◆ Problem requirements ◆
How many lines in the items below contain the string "green"? Case counts; give only the number.

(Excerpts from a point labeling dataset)
-------

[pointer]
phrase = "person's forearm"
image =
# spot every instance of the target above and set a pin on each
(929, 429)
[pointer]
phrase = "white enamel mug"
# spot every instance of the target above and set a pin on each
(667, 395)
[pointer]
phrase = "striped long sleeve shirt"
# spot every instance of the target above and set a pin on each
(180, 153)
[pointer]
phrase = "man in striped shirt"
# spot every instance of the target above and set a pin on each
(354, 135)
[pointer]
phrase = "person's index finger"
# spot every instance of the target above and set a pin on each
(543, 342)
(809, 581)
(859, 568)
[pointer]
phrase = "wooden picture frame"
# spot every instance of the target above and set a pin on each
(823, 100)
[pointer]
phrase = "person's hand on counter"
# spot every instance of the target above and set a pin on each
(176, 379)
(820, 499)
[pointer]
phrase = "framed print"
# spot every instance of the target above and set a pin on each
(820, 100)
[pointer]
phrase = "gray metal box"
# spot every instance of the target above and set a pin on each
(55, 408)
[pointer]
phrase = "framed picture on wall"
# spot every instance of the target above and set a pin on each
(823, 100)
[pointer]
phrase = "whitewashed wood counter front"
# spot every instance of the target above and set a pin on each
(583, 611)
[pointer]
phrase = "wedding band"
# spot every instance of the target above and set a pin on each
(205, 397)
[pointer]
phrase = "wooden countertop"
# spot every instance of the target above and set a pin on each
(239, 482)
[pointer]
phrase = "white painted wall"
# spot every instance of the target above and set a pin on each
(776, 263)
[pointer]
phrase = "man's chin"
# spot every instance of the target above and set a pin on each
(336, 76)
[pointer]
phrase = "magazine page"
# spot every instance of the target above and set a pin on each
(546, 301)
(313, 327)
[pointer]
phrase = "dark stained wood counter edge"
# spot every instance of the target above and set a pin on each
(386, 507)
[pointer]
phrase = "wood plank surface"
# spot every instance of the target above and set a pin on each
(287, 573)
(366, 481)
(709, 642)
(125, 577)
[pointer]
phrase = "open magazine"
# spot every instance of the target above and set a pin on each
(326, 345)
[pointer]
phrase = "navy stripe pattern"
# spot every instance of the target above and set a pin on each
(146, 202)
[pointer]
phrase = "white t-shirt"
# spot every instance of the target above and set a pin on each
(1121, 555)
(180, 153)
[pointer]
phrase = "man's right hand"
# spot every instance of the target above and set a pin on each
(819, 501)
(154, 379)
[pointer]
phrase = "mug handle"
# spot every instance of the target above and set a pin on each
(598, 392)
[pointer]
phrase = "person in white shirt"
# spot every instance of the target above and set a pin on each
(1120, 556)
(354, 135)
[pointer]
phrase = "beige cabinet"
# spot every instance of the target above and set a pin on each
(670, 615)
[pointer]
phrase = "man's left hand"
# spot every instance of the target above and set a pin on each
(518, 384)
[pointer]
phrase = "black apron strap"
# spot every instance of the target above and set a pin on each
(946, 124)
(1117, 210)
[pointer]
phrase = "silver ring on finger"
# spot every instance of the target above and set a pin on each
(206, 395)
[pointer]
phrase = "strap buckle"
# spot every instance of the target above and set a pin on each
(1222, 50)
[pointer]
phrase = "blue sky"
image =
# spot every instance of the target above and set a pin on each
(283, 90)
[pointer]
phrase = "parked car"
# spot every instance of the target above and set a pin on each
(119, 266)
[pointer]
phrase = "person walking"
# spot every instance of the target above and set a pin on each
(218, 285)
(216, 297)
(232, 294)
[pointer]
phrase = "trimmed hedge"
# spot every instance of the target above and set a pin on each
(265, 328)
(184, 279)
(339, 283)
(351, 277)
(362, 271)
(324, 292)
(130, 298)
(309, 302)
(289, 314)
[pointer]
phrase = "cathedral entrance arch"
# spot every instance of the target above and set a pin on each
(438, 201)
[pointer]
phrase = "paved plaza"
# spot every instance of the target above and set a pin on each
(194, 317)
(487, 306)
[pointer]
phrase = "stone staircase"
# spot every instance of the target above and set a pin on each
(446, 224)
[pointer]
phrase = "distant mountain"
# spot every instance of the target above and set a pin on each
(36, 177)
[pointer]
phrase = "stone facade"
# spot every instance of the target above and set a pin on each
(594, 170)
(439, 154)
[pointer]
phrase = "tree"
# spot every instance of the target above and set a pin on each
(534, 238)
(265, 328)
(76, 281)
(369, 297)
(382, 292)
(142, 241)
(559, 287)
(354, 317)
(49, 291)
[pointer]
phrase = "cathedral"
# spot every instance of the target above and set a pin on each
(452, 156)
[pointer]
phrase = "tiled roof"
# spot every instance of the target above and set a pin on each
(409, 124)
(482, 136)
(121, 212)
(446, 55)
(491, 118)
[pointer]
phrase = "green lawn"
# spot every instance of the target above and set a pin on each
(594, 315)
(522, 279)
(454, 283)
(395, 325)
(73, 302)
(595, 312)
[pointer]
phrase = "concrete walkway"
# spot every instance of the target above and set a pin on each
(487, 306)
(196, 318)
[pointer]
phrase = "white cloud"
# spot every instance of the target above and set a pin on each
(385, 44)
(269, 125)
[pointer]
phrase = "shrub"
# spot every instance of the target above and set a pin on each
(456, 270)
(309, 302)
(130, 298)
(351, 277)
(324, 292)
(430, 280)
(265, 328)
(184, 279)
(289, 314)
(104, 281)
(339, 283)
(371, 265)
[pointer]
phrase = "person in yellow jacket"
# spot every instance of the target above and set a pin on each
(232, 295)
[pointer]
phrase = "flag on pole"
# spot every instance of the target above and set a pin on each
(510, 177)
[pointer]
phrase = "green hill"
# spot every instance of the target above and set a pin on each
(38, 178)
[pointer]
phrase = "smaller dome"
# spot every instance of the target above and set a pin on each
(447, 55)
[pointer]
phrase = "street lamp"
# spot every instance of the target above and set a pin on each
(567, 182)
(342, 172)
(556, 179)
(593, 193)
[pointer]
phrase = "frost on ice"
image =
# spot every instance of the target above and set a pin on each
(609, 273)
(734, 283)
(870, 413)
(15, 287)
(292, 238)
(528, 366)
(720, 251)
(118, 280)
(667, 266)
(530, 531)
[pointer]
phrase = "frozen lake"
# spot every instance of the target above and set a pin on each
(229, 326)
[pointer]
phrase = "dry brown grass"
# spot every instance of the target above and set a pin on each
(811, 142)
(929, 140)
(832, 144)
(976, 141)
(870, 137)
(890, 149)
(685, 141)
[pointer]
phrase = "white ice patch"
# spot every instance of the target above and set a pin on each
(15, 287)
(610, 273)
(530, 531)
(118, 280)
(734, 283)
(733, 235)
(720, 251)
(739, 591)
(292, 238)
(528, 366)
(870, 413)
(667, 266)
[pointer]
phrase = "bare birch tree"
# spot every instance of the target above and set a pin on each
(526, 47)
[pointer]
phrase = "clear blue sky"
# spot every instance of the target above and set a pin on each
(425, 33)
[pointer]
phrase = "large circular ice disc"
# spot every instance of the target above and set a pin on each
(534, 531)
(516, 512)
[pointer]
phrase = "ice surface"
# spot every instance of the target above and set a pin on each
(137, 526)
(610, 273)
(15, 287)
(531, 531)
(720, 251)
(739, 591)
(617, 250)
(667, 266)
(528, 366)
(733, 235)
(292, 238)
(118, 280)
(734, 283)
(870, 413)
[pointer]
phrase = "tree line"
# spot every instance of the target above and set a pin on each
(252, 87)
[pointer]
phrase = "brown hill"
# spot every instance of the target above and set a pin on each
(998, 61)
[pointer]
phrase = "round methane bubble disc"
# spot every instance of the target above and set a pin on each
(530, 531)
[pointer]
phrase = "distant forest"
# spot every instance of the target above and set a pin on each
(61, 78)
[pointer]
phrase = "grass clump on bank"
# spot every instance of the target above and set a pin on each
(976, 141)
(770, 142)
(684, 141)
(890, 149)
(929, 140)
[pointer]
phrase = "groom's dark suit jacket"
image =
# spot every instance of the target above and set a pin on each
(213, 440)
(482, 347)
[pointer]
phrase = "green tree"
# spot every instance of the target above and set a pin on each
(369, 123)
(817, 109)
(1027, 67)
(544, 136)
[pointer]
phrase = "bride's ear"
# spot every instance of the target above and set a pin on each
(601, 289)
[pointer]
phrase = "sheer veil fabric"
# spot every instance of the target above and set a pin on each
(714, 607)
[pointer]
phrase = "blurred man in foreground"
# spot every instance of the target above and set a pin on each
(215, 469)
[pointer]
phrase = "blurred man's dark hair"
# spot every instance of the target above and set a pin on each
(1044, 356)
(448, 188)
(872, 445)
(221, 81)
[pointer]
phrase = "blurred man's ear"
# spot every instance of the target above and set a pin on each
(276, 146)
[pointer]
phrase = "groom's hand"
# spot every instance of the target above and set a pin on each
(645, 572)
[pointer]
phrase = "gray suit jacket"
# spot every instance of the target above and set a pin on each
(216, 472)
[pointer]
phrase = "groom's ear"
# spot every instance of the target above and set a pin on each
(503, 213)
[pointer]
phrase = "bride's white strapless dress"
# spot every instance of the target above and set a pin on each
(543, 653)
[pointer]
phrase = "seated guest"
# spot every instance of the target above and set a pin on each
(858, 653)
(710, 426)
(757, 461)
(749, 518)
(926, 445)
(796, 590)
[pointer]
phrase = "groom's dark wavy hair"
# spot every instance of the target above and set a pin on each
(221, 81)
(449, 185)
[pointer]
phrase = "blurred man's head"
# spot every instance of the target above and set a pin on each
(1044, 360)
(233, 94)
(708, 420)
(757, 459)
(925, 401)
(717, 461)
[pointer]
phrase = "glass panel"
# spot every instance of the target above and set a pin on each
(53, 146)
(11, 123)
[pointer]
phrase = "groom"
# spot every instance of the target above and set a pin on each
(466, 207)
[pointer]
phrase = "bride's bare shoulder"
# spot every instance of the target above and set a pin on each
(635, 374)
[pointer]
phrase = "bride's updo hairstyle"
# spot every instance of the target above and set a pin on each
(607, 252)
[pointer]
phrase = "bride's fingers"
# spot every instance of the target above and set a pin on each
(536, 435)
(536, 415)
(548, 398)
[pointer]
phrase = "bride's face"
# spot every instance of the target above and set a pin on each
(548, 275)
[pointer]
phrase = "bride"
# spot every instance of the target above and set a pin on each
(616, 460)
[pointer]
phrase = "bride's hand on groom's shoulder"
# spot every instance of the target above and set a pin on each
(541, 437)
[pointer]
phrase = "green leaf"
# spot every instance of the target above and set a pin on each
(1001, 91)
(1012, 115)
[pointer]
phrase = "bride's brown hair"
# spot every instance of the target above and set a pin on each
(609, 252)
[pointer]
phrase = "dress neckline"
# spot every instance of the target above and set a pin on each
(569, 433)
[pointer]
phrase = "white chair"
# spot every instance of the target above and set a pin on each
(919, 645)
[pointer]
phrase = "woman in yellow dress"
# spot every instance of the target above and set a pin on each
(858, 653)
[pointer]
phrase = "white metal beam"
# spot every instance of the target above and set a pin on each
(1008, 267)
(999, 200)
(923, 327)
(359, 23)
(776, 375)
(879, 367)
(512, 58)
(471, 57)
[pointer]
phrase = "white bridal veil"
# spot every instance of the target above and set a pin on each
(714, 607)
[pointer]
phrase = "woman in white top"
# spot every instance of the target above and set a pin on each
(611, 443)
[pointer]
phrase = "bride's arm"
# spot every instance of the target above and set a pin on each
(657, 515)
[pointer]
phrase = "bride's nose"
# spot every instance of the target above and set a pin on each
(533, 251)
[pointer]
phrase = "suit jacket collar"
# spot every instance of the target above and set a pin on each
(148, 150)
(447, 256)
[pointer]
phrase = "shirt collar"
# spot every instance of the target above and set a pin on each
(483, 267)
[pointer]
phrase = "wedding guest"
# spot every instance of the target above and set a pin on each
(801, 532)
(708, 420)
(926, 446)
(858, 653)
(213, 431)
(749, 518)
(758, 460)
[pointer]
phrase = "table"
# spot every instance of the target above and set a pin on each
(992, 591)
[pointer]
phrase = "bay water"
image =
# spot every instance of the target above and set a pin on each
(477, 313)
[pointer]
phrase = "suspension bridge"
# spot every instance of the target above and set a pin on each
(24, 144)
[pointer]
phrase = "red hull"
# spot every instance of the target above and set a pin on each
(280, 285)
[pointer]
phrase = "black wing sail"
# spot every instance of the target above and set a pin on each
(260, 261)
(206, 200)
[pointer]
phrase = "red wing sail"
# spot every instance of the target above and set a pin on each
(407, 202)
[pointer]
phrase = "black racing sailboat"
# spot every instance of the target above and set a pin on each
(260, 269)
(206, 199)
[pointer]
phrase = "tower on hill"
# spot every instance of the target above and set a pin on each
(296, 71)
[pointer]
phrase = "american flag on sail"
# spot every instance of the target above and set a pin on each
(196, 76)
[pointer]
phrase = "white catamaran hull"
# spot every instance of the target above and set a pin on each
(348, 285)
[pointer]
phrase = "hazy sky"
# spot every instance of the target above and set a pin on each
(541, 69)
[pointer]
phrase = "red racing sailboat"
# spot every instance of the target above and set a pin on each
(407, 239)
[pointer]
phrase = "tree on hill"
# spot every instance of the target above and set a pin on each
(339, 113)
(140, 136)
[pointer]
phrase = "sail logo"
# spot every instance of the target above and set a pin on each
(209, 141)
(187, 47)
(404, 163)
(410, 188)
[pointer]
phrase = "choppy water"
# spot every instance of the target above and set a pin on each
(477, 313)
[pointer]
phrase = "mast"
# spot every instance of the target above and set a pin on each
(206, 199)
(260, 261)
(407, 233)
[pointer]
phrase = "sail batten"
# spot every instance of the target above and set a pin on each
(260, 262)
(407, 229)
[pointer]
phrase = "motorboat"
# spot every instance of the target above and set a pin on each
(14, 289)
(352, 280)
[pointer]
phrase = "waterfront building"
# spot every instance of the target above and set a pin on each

-------

◆ Exercise response ◆
4